= PROBLEM REQUIREMENTS =
From the entries below, pull out each line where "scan" appears.

(Stored data entries)
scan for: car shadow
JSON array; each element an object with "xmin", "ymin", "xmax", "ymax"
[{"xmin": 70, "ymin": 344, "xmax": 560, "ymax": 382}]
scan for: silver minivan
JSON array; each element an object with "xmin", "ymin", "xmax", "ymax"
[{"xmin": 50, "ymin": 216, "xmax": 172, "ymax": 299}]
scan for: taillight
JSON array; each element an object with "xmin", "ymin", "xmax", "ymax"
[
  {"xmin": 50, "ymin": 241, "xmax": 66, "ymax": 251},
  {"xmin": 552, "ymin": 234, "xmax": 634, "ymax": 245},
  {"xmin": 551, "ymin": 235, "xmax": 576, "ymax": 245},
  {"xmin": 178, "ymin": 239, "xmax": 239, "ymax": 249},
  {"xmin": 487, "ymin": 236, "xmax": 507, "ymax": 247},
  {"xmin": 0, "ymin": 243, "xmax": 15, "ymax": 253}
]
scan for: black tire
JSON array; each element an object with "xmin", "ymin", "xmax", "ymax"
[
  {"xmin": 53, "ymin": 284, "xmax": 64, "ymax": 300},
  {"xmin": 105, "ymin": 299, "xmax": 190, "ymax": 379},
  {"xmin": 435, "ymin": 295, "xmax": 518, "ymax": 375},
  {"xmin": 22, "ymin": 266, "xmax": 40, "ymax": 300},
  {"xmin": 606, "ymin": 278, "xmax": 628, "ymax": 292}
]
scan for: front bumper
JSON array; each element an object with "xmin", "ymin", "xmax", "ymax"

= ANSWER BELOW =
scan for: car shadow
scan for: silver minivan
scan for: taillight
scan for: black tire
scan for: front bumper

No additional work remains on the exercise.